COMPLETE THE FOLLOWING —
A) According to the passage on play and early learning, why does mime benefit children? Answer in one to three sentences.
B) Go on with the passage on play and early learning, picking up after its last sentence.

PASSAGE —

Apart from the above studies there are play activities which enhance language and communication skills. For instance, children are benefited by mime because they develop an alternative thought. This occurs by observing a diversity of individuals demonstrating their thoughts. Consequently, they can think more complicated situations and they are able to express their ideas with an enriched vocabulary. Furthermore, finger play helps children to the counting process (Woodard & Milch, 2012). Moreover, rhymes can provide many opportunities in children to enhance their language skills. According to a study, rhyme awareness helps children to recognize phonemes which are very important for reading skills. The sensitivity to rhyme enables children to group words together with the same spelling features (Bryant & MacLean & Bradley & Crossland, 1990).

Play fosters Literacy

Vygotsky evaluated the role of make-believe play in children development and he argued that literacy is enhanced by play. He describes that children initially act spontaneously when they play, and the process of learning happens with their will. On the contrary, when children go to school they must change their behaviors to a planned and a structured environment. Vygotsky stated that make-believe play is the important mediate tool for children to adopt written language and to succeed in school (Roskos & Christie, 2007).

Furthermore, drawing is considerable as a necessary action for children. Research has shown that children can expand their ‘graphic vocabularies’ and they can represent their meanings, which means that through drawing communication is enhanced (Whitebread, 2012). Besides, Vygotsky’s research has shown that drawings in the early childhood are connected with the ability of writing and spoken language, which means that the meaning of children’s drawings is not only the drawing as a picture but the drawing as an expressive tool of their thoughts (Roskos & Christie, 2007).

GIVEN DATA —
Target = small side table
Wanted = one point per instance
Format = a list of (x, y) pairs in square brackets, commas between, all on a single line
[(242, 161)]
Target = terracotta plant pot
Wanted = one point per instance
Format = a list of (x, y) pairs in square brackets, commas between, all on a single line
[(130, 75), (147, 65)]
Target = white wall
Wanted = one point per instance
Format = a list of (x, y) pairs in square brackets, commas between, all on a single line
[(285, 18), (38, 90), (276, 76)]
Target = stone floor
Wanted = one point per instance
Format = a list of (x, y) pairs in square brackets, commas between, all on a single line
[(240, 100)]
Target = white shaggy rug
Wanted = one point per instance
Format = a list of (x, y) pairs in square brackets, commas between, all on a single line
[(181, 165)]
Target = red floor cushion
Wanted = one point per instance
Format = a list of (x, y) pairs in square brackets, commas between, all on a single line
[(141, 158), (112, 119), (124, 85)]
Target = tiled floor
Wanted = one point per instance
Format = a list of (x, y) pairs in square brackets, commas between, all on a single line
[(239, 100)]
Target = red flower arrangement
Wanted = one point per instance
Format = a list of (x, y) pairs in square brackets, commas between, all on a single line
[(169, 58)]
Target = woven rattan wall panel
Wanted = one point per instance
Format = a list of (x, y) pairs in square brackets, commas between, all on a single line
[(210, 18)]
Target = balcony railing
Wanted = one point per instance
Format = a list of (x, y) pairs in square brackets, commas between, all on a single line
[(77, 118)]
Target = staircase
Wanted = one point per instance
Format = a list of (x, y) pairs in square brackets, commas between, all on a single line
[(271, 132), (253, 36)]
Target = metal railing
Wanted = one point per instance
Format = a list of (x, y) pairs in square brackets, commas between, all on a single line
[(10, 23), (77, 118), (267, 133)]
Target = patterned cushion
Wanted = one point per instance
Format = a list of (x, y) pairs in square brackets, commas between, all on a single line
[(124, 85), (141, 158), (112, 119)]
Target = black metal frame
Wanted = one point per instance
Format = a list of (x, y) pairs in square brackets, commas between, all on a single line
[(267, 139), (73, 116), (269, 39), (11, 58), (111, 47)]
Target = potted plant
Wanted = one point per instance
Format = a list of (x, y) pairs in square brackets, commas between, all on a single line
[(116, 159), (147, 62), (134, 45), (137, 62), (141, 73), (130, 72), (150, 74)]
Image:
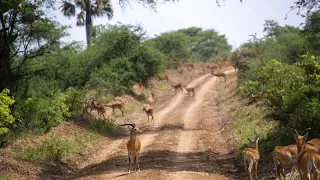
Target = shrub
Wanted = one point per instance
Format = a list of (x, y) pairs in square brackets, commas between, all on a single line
[(6, 118), (40, 113), (54, 149)]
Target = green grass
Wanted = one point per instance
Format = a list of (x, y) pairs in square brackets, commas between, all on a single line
[(133, 107), (56, 148), (5, 177), (249, 120), (102, 126)]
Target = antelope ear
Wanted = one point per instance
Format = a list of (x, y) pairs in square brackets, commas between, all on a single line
[(296, 137), (305, 137)]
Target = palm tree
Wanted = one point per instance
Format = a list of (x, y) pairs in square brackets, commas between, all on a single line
[(88, 9)]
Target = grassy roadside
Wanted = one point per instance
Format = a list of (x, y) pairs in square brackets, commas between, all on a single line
[(55, 148), (250, 119)]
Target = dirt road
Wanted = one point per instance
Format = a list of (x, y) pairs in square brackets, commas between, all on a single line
[(186, 141)]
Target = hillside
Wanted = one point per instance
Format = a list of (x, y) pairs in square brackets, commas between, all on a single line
[(191, 138)]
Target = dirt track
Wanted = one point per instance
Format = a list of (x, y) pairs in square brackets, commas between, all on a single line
[(187, 141)]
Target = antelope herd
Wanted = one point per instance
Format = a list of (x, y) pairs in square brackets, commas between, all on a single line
[(304, 154)]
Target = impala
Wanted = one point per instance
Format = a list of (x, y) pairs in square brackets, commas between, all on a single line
[(308, 160), (219, 75), (251, 157), (190, 66), (151, 98), (133, 146), (283, 156), (163, 77), (98, 106), (178, 87), (116, 105), (149, 112), (190, 90)]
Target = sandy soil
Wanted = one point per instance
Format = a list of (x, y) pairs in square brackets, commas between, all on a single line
[(188, 139)]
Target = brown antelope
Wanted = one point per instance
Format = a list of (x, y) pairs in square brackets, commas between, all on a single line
[(190, 66), (219, 75), (176, 63), (283, 156), (116, 105), (149, 112), (251, 157), (190, 90), (308, 162), (178, 87), (133, 146), (99, 107), (212, 67), (163, 77), (220, 64), (151, 98)]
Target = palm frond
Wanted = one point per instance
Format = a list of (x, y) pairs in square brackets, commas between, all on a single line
[(80, 18), (101, 8), (81, 3), (68, 9)]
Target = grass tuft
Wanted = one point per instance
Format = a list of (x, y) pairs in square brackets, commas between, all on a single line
[(55, 148), (102, 126)]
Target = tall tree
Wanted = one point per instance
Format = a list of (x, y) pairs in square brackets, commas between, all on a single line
[(88, 9), (25, 33)]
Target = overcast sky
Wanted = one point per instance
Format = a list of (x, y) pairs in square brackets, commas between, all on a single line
[(234, 19)]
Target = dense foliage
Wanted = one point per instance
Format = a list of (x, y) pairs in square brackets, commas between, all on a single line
[(51, 81), (283, 69)]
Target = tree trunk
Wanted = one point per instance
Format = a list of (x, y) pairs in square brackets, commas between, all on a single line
[(5, 72), (88, 23)]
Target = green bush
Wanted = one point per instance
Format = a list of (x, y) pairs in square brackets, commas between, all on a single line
[(75, 101), (6, 118), (102, 126), (55, 148), (42, 113)]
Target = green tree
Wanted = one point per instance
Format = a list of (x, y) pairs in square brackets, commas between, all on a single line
[(88, 9), (25, 33), (172, 44), (312, 31), (6, 119)]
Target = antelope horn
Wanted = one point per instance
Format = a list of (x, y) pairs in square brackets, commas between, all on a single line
[(296, 132), (133, 125), (306, 130)]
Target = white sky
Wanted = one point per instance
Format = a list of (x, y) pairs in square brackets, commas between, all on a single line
[(234, 19)]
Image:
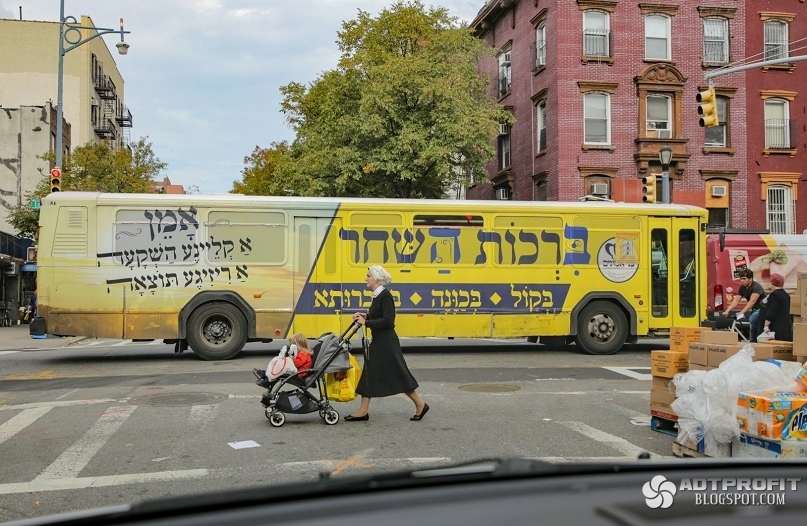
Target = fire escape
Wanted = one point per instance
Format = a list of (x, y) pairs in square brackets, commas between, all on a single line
[(111, 120)]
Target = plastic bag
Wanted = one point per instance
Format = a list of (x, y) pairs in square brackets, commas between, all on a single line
[(343, 389), (710, 397)]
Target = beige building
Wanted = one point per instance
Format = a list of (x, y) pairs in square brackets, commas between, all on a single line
[(92, 101)]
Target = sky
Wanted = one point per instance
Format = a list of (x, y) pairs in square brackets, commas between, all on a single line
[(202, 77)]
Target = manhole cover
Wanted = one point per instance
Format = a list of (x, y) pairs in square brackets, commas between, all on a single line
[(489, 388), (179, 399)]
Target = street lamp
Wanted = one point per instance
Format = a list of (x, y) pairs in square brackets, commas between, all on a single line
[(664, 157), (70, 39)]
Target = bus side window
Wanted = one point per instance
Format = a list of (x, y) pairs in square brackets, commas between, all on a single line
[(659, 266)]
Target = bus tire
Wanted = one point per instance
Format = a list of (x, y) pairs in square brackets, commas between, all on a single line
[(217, 331), (601, 328)]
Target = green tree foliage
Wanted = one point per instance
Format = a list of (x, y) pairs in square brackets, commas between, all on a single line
[(93, 168), (404, 106)]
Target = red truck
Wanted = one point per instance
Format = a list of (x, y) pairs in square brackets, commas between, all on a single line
[(729, 251)]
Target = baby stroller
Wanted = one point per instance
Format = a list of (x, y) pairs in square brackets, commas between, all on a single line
[(293, 394)]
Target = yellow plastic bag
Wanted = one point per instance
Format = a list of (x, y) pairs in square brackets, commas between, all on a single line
[(343, 389)]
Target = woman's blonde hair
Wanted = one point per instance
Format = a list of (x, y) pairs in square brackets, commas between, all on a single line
[(380, 274), (300, 341)]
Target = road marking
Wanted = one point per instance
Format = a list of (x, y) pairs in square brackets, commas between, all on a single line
[(618, 443), (20, 422), (632, 372), (42, 484), (203, 414), (76, 457), (64, 403)]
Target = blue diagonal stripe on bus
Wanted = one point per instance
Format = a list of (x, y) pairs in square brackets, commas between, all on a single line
[(517, 298)]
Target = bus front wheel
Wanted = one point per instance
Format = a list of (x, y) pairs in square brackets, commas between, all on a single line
[(601, 328), (217, 331)]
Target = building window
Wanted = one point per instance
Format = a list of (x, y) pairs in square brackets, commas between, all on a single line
[(505, 73), (596, 111), (659, 116), (718, 216), (657, 37), (775, 39), (540, 125), (540, 45), (715, 40), (780, 210), (596, 34), (504, 148), (716, 136), (777, 124)]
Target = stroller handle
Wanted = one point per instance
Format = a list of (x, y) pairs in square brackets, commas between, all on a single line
[(352, 329)]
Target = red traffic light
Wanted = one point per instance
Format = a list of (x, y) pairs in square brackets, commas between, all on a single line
[(56, 180)]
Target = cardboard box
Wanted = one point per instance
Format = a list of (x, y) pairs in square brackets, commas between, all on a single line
[(697, 353), (800, 339), (668, 363), (716, 354), (699, 367), (680, 337), (773, 351), (719, 337)]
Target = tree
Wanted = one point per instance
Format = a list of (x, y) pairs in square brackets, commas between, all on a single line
[(93, 168), (404, 104)]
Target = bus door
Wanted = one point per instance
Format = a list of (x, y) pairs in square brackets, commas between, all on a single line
[(316, 266), (673, 263)]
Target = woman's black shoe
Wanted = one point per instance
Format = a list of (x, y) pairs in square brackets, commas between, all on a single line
[(418, 418)]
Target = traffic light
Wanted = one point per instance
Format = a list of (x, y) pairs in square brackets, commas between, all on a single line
[(649, 189), (707, 108), (56, 180)]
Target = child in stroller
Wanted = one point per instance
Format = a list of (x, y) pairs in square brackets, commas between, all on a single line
[(294, 395), (298, 351)]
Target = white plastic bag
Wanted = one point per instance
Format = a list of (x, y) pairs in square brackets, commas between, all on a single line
[(710, 397)]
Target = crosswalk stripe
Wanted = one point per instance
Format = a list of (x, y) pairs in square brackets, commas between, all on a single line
[(21, 421), (76, 457)]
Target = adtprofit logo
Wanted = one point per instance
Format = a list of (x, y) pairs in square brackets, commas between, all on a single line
[(659, 492), (743, 491)]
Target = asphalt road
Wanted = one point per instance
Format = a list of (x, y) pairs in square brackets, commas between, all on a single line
[(105, 422)]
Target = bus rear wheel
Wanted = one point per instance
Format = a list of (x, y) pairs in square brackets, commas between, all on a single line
[(217, 331), (601, 328)]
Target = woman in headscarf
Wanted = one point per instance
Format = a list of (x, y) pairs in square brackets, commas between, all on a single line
[(776, 307)]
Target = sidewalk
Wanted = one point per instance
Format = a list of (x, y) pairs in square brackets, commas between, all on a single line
[(17, 337)]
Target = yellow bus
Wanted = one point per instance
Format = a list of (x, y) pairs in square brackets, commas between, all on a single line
[(215, 272)]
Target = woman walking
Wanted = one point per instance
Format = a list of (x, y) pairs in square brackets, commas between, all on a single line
[(385, 371)]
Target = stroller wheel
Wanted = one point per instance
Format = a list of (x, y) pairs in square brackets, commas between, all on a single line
[(276, 418), (331, 417)]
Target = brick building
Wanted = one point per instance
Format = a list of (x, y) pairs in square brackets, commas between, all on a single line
[(598, 87)]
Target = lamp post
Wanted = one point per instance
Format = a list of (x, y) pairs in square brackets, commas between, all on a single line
[(664, 157), (70, 39)]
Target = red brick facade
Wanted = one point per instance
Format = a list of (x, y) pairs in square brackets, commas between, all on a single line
[(741, 164)]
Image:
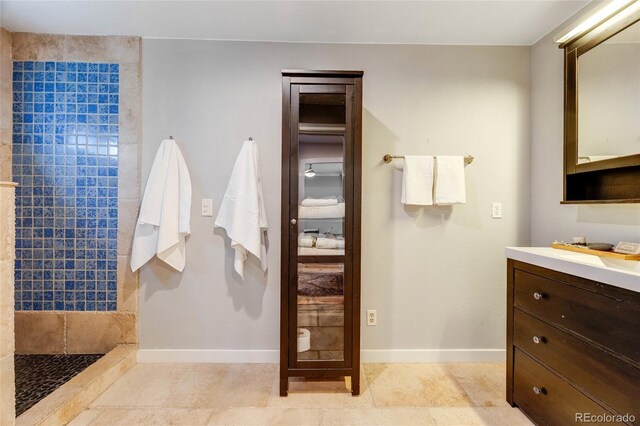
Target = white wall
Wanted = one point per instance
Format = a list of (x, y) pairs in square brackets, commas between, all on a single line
[(435, 275), (549, 219)]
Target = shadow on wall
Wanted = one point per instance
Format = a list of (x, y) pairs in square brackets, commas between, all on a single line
[(612, 214)]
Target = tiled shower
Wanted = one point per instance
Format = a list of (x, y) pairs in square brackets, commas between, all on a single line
[(65, 160)]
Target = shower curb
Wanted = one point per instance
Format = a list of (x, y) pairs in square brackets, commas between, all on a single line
[(70, 399)]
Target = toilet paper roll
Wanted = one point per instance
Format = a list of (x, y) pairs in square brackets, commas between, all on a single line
[(304, 339)]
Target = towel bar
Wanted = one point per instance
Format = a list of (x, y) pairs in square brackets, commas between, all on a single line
[(468, 159)]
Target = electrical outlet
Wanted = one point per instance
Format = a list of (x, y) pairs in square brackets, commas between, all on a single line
[(496, 210), (207, 207), (372, 317)]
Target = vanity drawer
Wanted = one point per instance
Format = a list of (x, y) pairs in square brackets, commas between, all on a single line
[(604, 320), (545, 397), (599, 374)]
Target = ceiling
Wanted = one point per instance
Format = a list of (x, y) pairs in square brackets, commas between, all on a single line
[(468, 22)]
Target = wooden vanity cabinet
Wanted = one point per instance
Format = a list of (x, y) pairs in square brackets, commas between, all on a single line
[(573, 346)]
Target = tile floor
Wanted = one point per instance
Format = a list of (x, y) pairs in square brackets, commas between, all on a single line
[(247, 394)]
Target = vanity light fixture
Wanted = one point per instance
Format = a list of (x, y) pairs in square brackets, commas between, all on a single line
[(309, 172), (602, 14)]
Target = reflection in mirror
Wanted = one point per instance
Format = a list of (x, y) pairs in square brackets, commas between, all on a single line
[(609, 98), (321, 224)]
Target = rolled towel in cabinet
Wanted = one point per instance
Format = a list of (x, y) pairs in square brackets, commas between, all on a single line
[(304, 340)]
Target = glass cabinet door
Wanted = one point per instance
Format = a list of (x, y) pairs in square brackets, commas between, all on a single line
[(321, 213)]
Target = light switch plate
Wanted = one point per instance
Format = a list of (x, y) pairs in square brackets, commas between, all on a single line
[(207, 207), (496, 210)]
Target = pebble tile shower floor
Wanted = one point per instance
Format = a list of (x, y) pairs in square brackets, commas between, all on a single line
[(39, 375)]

EXERCISE RESULTS —
A) Watching many different people act out their thoughts helps children develop another way of thinking. As a result, they can think through more complicated situations and express their ideas with a richer vocabulary.

B)
In conclusion, it is worth mentioning, that in children’s play the repetition and the renaming of play materials fosters the ability of the direct relation between words and the objects they portray. The above function is called metalinguistic awareness and it has been proven that it is necessary for written language (Roskos & Christie, 2007 p.193).


It is clear, therefore, that the above essay illustrated the direct correlation between play, language and communication. Despite the fact that, it has been proven that play fosters the learning process, there are still opponents of this view, who state that formal learning strategies are better than playful approaches. However, this essay contradicts the notion of formal learning methods by supporting the opinion, that play does enhance language and communication by citing adequate bibliography to prove that. Children can reach high standards in the learning process of language because during play they are motivated and are not possessed with the feeling of fear (McInnes et al., 2009).

To sum up, due to the fact that play has been decreased from school settings, it is salient to ensure that play must exist in the preschool and in the first school years of a child, because “a child is always above his average age, above his daily behavior; in play it is as though he were a head taller than himself” (Roskos & Christie, 2007 p.199).